I hear it was for insurance reasons which is not too surprising. So this might place another mark in the side of owning your own plane. At least, you need to check and make sure your proposed rental place will allow you to take the plane where you want to go.

I always wanted to learn the backcountry grass strips in Idaho and many rental places do not allow anything but paved runways. So this is another item to watch out for. But I was surprised to hear somebody wasn't allowing any mountain flights.

/Brian

Saturday, April 26, 2008

Buying: Which Type of Plane to Own

Ok. You have decided to buy a plane. But which one. Maybe you learned on a Cessna 172 or Piper Archer, but is that the one to get? You will be familiar with it, but there are a lot of others to consider. There are lots of tradeoffs and emotions come into play. Try to be practical; once you buy one, you will you have it for a long time. Here are my thoughts on some of the things to think about.

High Wing or Low Wing

This can be a big factor in the beginning. Many times people emotionally make this decision based on their earlier training experience. Or just what looks better on the ground to them. I would recommend flying in both to at least try it.

In a high wing, you can see the ground in normal flight easier which can be nice for sight seeing. But in the pattern, you cannot see the runway when you are making your turns. The visibility for seeing other airplane traffic is good looking down in altitude, but not up in altitude.

# Exercise objective
In the text on buying a plane, what can a high-wing pilot not see while making turns in the pattern?

# Extracted records
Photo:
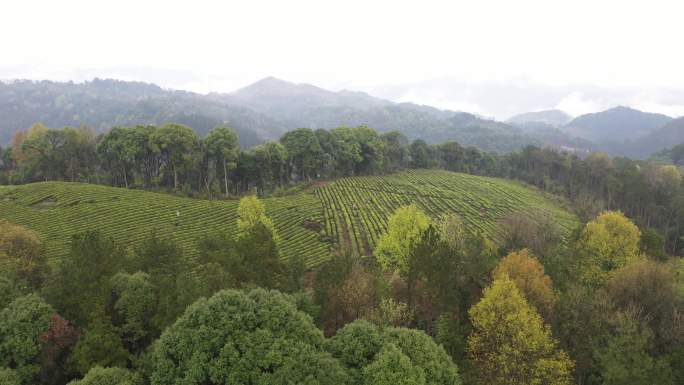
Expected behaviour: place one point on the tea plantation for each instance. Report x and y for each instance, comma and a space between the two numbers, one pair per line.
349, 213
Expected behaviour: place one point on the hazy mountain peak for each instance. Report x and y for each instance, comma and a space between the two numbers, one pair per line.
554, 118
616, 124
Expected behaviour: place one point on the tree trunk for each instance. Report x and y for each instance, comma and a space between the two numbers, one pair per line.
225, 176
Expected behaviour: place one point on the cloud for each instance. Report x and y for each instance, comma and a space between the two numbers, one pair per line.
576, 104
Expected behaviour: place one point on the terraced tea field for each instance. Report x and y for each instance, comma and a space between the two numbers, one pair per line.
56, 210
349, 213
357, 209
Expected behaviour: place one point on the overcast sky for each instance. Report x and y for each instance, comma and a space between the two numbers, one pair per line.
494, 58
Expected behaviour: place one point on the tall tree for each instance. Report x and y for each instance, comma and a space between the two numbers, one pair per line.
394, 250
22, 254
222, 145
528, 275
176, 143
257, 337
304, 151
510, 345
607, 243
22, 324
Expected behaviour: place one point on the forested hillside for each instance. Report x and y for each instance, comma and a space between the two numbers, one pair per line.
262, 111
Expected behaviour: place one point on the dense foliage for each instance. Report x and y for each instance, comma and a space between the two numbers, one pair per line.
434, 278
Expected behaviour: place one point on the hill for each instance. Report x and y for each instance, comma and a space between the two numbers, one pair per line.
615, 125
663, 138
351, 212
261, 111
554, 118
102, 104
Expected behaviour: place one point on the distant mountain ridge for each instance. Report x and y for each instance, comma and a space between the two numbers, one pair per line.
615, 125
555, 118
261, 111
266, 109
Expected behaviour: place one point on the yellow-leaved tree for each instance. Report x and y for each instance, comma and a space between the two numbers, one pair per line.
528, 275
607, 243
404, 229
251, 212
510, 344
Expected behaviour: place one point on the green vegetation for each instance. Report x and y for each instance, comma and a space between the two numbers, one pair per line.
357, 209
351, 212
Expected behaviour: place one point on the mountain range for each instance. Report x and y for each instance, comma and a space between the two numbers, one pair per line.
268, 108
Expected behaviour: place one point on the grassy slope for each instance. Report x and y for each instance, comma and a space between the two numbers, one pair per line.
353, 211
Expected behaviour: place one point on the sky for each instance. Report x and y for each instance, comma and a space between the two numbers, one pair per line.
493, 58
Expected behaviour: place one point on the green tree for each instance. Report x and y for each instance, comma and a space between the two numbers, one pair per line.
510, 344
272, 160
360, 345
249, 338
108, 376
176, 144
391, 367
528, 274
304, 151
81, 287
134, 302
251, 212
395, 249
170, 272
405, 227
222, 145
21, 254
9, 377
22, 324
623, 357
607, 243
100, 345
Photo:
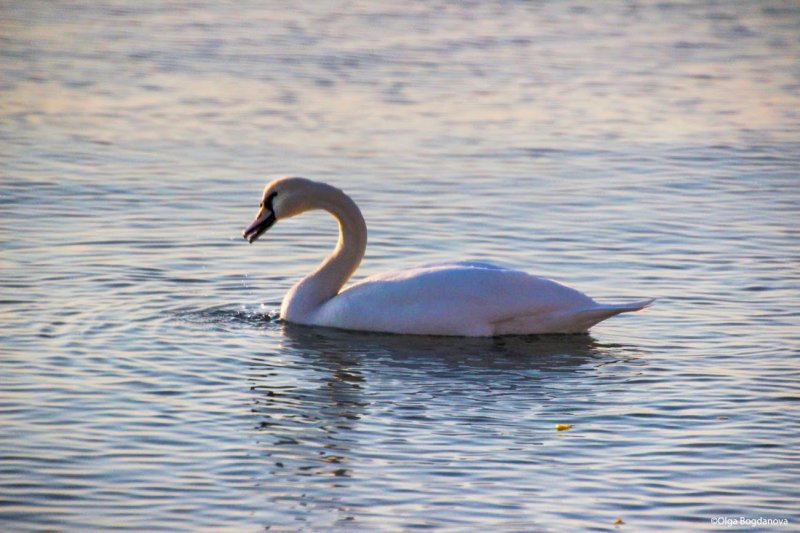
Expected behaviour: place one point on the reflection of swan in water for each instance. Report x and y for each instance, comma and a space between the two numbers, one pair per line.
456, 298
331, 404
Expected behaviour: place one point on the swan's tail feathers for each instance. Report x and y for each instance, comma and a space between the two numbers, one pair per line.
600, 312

# Solution to this task
The runway.